> Required work
Transcribe every item below word for word, omitting the pictures from your transcription.

==== Given records

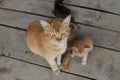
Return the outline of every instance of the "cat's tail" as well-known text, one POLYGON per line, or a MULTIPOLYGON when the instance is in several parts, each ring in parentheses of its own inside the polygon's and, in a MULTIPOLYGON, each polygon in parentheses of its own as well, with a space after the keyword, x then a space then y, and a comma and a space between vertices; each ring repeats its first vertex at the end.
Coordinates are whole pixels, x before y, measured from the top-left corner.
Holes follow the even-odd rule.
POLYGON ((75 21, 72 12, 70 11, 69 8, 64 6, 63 1, 64 0, 55 0, 53 14, 58 18, 66 18, 68 15, 71 15, 72 17, 71 17, 70 29, 71 32, 74 32, 80 29, 80 27, 74 23, 75 21))
POLYGON ((71 14, 70 9, 64 6, 63 1, 64 0, 55 0, 53 14, 56 17, 65 18, 71 14))

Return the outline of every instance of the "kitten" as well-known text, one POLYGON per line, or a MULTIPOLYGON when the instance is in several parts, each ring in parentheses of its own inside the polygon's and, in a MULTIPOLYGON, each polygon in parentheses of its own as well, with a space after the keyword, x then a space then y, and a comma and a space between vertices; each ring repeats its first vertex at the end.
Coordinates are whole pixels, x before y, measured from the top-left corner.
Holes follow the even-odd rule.
POLYGON ((93 41, 89 36, 72 36, 68 41, 68 48, 66 53, 63 55, 63 65, 61 69, 66 70, 70 57, 82 57, 81 64, 86 65, 88 52, 93 49, 93 41))
POLYGON ((56 75, 60 74, 61 56, 66 51, 71 15, 65 19, 40 20, 29 24, 26 42, 34 54, 44 57, 56 75), (55 60, 57 59, 57 61, 55 60))

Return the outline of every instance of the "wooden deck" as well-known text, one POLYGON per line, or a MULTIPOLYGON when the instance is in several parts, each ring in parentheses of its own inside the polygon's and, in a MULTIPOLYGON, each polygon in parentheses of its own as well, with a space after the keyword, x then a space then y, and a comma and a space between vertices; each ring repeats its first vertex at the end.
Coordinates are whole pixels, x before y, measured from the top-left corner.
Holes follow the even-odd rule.
POLYGON ((65 0, 80 25, 78 34, 90 35, 94 49, 88 64, 73 58, 69 69, 52 74, 48 63, 26 53, 28 23, 53 18, 54 0, 0 0, 0 80, 120 80, 120 1, 65 0))

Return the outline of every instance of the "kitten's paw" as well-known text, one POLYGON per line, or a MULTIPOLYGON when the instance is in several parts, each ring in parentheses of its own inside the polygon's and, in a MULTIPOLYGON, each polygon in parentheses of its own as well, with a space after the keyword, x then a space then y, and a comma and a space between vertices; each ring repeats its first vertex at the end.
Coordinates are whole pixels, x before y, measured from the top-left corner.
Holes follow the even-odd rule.
POLYGON ((86 61, 82 61, 81 64, 82 64, 82 65, 86 65, 87 62, 86 62, 86 61))
POLYGON ((67 64, 63 64, 60 66, 60 69, 62 70, 67 70, 67 68, 68 68, 67 64))
POLYGON ((53 73, 54 73, 55 75, 60 75, 60 69, 58 69, 58 70, 56 70, 56 71, 53 71, 53 73))

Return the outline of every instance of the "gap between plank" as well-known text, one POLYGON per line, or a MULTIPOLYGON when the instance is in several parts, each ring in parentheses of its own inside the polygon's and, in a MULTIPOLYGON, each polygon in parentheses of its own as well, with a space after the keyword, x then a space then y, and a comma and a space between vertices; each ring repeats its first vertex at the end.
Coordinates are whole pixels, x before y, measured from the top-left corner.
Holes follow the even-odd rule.
MULTIPOLYGON (((14 59, 14 60, 21 61, 21 62, 25 62, 25 63, 28 63, 28 64, 33 64, 33 65, 36 65, 36 66, 44 67, 44 68, 47 68, 47 69, 51 69, 50 67, 47 67, 47 66, 44 66, 44 65, 40 65, 40 64, 33 63, 33 62, 17 59, 17 58, 14 58, 14 57, 3 55, 3 54, 0 54, 0 56, 10 58, 10 59, 14 59)), ((87 76, 83 76, 83 75, 79 75, 79 74, 75 74, 75 73, 71 73, 71 72, 67 72, 67 71, 61 71, 61 72, 71 74, 71 75, 74 75, 74 76, 78 76, 78 77, 87 78, 87 79, 90 79, 90 80, 97 80, 97 79, 94 79, 94 78, 90 78, 90 77, 87 77, 87 76)))
MULTIPOLYGON (((53 1, 46 1, 46 0, 41 0, 41 1, 53 3, 53 1)), ((104 12, 104 13, 120 16, 119 13, 114 13, 114 12, 103 10, 103 9, 97 9, 97 8, 86 7, 86 6, 80 6, 80 5, 75 5, 75 4, 71 4, 71 3, 63 3, 63 4, 68 5, 68 6, 79 7, 79 8, 83 8, 83 9, 89 9, 89 10, 93 10, 93 11, 99 11, 99 12, 104 12)))
MULTIPOLYGON (((8 10, 8 11, 20 12, 20 13, 25 13, 25 14, 30 14, 30 15, 36 15, 36 16, 42 16, 42 17, 47 17, 47 18, 55 18, 55 17, 52 17, 52 16, 46 16, 46 15, 43 15, 43 14, 31 13, 31 12, 14 10, 14 9, 8 9, 8 8, 2 8, 2 7, 0 7, 0 9, 8 10)), ((120 31, 116 31, 116 30, 112 30, 112 29, 106 29, 106 28, 101 28, 99 26, 94 26, 94 25, 85 24, 85 23, 81 23, 81 22, 74 22, 74 23, 85 25, 85 26, 89 26, 89 27, 94 27, 94 28, 98 28, 98 29, 102 29, 102 30, 107 30, 107 31, 120 33, 120 31)))
MULTIPOLYGON (((20 30, 20 31, 27 31, 27 29, 23 29, 23 28, 19 28, 19 27, 14 27, 14 26, 9 26, 9 25, 6 25, 6 24, 1 24, 1 23, 0 23, 0 26, 7 27, 7 28, 12 28, 12 29, 16 29, 16 30, 20 30)), ((117 50, 117 49, 107 48, 107 47, 99 46, 99 45, 94 45, 94 46, 95 47, 99 47, 99 48, 103 48, 103 49, 107 49, 107 50, 112 50, 112 51, 115 51, 115 52, 120 52, 120 50, 117 50)))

========

> The output
Return the outline of every instance of the "cat's tail" as well-known text, one POLYGON per line, or a MULTIPOLYGON when the instance is in several parts, each ring in parentheses of its own inside the polygon's and, in a MULTIPOLYGON, each polygon in parentheses of its own as well, with a space after the keyword, x then a space then y, and a comma and a space between vertices; each ring repeats its first vertex at the end.
Coordinates are whole pixels, x before y, measured from the top-left corner.
Holes follow the even-odd rule.
POLYGON ((75 21, 72 12, 70 11, 69 8, 64 6, 63 1, 64 0, 55 0, 53 14, 58 18, 66 18, 68 15, 71 15, 72 17, 71 17, 70 29, 71 32, 74 32, 80 29, 80 27, 74 23, 75 21))
POLYGON ((71 14, 70 9, 64 6, 63 1, 64 0, 55 0, 53 14, 56 17, 65 18, 71 14))

Return the outline of every instance of the "kitten" as well-known text, one POLYGON per line, or a MULTIPOLYGON when the instance is in several parts, each ring in parentheses of its own inside the polygon's and, in a MULTIPOLYGON, each polygon in parentheses of its own as well, with a space after the keyword, x then a space then y, and a comma and a space between vertices; each ring repeats its first vertex at the end.
Coordinates are whole pixels, x before y, measured from the top-left corner.
Holes follow the even-odd rule.
POLYGON ((93 41, 89 36, 72 36, 68 41, 68 48, 66 53, 63 55, 63 65, 61 69, 66 70, 70 57, 82 57, 81 64, 86 65, 88 52, 93 49, 93 41))
POLYGON ((56 75, 60 74, 61 56, 66 51, 71 15, 65 19, 40 20, 29 24, 26 42, 34 54, 44 57, 56 75), (55 60, 57 59, 57 61, 55 60))

Return the outline of every instance of the "wooden deck" as well-known text, one POLYGON per line, or a MULTIPOLYGON when the instance is in several parts, each ring in parentheses of its own inside the polygon's and, in a MULTIPOLYGON, each polygon in parentheses of its own as well, with a space after the keyword, x then a space then y, and a comma and a space between vertices; each ring repeats its first vertex at the end.
Coordinates are whole pixels, x before y, measured from the top-left corner.
Holes follow the even-odd rule.
POLYGON ((65 0, 80 25, 78 34, 90 35, 94 49, 88 64, 73 58, 69 69, 52 74, 48 63, 26 53, 28 23, 53 18, 54 0, 0 0, 0 80, 120 80, 120 1, 65 0))

Return the outline of every instance of the "kitten's paw" as well-known text, one POLYGON per line, or a MULTIPOLYGON when the instance is in several parts, each ring in parentheses of its own inside the polygon's and, in a MULTIPOLYGON, each polygon in parentheses of its own as well, with a space after the keyword, x then a space then y, and a comma and a space between vertices; each ring repeats its first vertex at the end.
Coordinates are whole pixels, x before y, measured from the top-left corner.
Holes follow the even-odd rule.
POLYGON ((86 61, 82 61, 81 64, 82 64, 82 65, 86 65, 87 62, 86 62, 86 61))
POLYGON ((67 64, 63 64, 60 66, 60 69, 62 70, 67 70, 67 68, 68 68, 67 64))
POLYGON ((53 73, 54 73, 55 75, 60 75, 60 69, 58 69, 58 70, 56 70, 56 71, 53 71, 53 73))

Return the outline of every instance of the "gap between plank" as well-known text, one POLYGON per line, or a MULTIPOLYGON when the instance is in several parts, each ring in parentheses of its own inside the polygon's and, in a MULTIPOLYGON, each polygon in parentheses of its own as well, with a space after the keyword, x then a space then y, and a comma and a space between vertices; each ring repeats its first vertex at the end.
Coordinates are whole pixels, x before y, measured from the top-left corner.
Holes follow the even-odd rule.
MULTIPOLYGON (((14 59, 14 60, 21 61, 21 62, 25 62, 25 63, 28 63, 28 64, 33 64, 33 65, 36 65, 36 66, 44 67, 44 68, 47 68, 47 69, 51 69, 50 67, 47 67, 47 66, 44 66, 44 65, 40 65, 40 64, 33 63, 33 62, 17 59, 17 58, 14 58, 14 57, 3 55, 3 54, 0 54, 0 56, 10 58, 10 59, 14 59)), ((87 76, 83 76, 83 75, 79 75, 79 74, 75 74, 75 73, 71 73, 71 72, 67 72, 67 71, 61 71, 61 72, 71 74, 71 75, 74 75, 74 76, 78 76, 78 77, 87 78, 87 79, 90 79, 90 80, 97 80, 97 79, 94 79, 94 78, 90 78, 90 77, 87 77, 87 76)))
MULTIPOLYGON (((53 1, 46 1, 46 0, 41 0, 41 1, 53 3, 53 1)), ((104 12, 104 13, 120 16, 119 13, 114 13, 114 12, 103 10, 103 9, 97 9, 97 8, 86 7, 86 6, 80 6, 80 5, 75 5, 75 4, 71 4, 71 3, 63 3, 63 4, 68 5, 68 6, 79 7, 79 8, 83 8, 83 9, 89 9, 89 10, 93 10, 93 11, 99 11, 99 12, 104 12)))
MULTIPOLYGON (((8 10, 8 11, 20 12, 20 13, 25 13, 25 14, 30 14, 30 15, 36 15, 36 16, 42 16, 42 17, 47 17, 47 18, 55 18, 55 17, 52 17, 52 16, 46 16, 46 15, 43 15, 43 14, 31 13, 31 12, 14 10, 14 9, 8 9, 8 8, 2 8, 2 7, 0 7, 0 9, 8 10)), ((120 31, 116 31, 116 30, 112 30, 112 29, 106 29, 106 28, 101 28, 99 26, 94 26, 94 25, 85 24, 85 23, 81 23, 81 22, 74 22, 74 23, 85 25, 85 26, 89 26, 89 27, 94 27, 94 28, 98 28, 98 29, 102 29, 102 30, 107 30, 107 31, 120 33, 120 31)))
MULTIPOLYGON (((20 30, 20 31, 27 31, 27 29, 23 29, 23 28, 19 28, 19 27, 14 27, 14 26, 9 26, 9 25, 6 25, 6 24, 1 24, 1 23, 0 23, 0 26, 7 27, 7 28, 12 28, 12 29, 16 29, 16 30, 20 30)), ((117 50, 117 49, 107 48, 107 47, 99 46, 99 45, 94 45, 94 46, 95 47, 99 47, 99 48, 103 48, 103 49, 107 49, 107 50, 112 50, 112 51, 115 51, 115 52, 120 52, 120 50, 117 50)))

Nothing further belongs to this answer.